__Stored entries__.
╭──

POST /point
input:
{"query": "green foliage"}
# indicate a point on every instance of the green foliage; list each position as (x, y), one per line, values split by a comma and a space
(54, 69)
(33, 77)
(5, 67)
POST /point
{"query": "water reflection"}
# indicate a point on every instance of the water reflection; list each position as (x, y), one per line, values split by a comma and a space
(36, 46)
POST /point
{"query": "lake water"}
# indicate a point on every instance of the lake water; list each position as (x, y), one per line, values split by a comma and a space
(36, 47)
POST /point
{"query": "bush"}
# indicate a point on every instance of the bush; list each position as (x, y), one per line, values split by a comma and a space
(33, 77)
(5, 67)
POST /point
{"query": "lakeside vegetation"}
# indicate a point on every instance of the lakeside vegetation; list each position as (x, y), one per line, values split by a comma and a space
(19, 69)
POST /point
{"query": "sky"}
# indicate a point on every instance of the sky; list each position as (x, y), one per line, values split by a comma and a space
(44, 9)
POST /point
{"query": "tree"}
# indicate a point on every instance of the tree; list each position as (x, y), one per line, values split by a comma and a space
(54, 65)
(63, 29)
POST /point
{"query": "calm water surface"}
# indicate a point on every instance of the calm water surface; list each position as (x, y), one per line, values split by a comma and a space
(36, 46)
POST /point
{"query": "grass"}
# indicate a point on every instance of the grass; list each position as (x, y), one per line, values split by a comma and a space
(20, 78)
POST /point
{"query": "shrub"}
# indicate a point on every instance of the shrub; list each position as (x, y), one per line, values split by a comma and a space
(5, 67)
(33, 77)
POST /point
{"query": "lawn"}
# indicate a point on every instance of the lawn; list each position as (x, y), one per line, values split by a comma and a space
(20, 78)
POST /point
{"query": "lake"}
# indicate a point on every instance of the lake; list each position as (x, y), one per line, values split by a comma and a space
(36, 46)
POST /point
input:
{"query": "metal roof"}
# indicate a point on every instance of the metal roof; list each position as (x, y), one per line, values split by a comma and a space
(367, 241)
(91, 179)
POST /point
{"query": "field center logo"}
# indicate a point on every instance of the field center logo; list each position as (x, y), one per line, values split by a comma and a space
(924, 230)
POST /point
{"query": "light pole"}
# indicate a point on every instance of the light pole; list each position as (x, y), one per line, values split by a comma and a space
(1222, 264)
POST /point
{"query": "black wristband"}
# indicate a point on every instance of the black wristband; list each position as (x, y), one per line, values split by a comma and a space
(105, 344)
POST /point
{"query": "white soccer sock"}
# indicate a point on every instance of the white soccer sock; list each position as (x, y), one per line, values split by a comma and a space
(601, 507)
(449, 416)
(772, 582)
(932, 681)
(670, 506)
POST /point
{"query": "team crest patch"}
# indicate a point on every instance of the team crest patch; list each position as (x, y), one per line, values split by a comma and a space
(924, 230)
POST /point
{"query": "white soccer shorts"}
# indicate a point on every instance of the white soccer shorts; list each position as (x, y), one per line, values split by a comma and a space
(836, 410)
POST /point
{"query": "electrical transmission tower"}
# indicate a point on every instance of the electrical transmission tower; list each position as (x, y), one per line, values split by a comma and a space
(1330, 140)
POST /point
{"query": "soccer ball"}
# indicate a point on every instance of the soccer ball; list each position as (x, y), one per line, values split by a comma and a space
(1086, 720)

╰──

__What to do__. Each record above should be repeated exactly as it appears.

__Complete output__.
POST /point
input:
{"query": "green foliage"}
# indicate a point on every instance of the green foliage; list each position as (x, y), one per line, values split by a comma and a space
(54, 69)
(33, 77)
(5, 67)
POST /point
{"query": "water reflection"}
# indicate a point on every instance of the water reflection; list each position as (x, y), one per line, values split by a comma and a space
(36, 46)
POST /point
{"query": "lake water"}
# indicate a point on every instance of the lake water; list each position as (x, y), one per line, values split by a comma and a space
(36, 47)
POST /point
{"query": "bush"}
# indicate a point on every instance of the bush; list each position as (x, y), one per line, values split by a comma and a space
(33, 77)
(5, 67)
POST /point
{"query": "lakeside vegetation"}
# indicate a point on every instance of the lakeside vegetation; list each position as (x, y), one per line, values split by a comma and a space
(19, 69)
POST /point
{"query": "sky"}
# indicate a point on every instance of the sky; list each position as (x, y), one per line, values split by a comma and a space
(44, 9)
POST /point
{"query": "tree"}
# indicate a point on every instance of the tree; list each position as (x, y), one per line, values split by a comma and a space
(54, 65)
(63, 29)
POST /point
{"query": "calm water surface"}
# indicate a point on every instance of the calm water surface; list each position as (x, y), one per line, values split by a comma and a space
(36, 46)
POST /point
{"query": "grass"}
# indicate a point on every instance of the grass; list each position as (x, y), one per line, values split by a comma and a space
(20, 78)
POST /point
{"query": "shrub"}
# indicate a point on every instance of the shrub; list each position as (x, y), one per line, values split by a comma and a space
(5, 67)
(33, 77)
POST /point
{"query": "lawn"}
# indicate a point on every instance of the lawn; list each position as (x, y), one per line, values split by a comma and a space
(20, 78)
POST /point
{"query": "lake"}
# indicate a point on every instance of the lake; list each position as (x, y), one per line, values split by a comma and a space
(36, 46)
POST /point
input:
{"query": "metal roof"}
# indicate a point on every instance of the metal roof; list each position as (x, y), one per line, values split by a comma and a space
(367, 241)
(91, 179)
POST /point
{"query": "field center logo"}
# indicate a point on every instance of the field center logo; list each position as (x, y), one per line, values split by a comma and a space
(924, 230)
POST /point
{"query": "light pole"}
# indicate a point on every instance of the light pole; list each position as (x, y), one per line, values split by a comma and a space
(1222, 264)
POST /point
{"query": "black wristband"}
# indicate a point on every instance of the black wristband; list each position as (x, y), one per line, values split by a comma and a space
(105, 344)
POST /point
{"query": "white soccer sock"}
# indicate a point on every instance of the white soccer sock; list each position as (x, y), one per line, values split by a comma and a space
(601, 507)
(449, 416)
(772, 582)
(932, 681)
(670, 506)
POST /point
{"query": "team crest patch"}
# indicate a point on every instance of the team crest patch; list each position as (x, y), one per line, values split by a comma and a space
(924, 230)
POST /point
{"query": "white soccer shorts"}
# indicate a point on every instance of the white soccer shorts; list each position as (x, y), one per line, values split by a comma and a space
(836, 410)
POST /point
{"query": "electrical transmission tower"}
# indicate a point on every instance of the electrical transmission tower; list each position as (x, y), one per line, values split by a comma and a space
(1330, 140)
POST /point
{"query": "soccer ball"}
# indicate a point on every instance of the soccer ball; list each position as (x, y), one per line, values split by a comma and a space
(1086, 720)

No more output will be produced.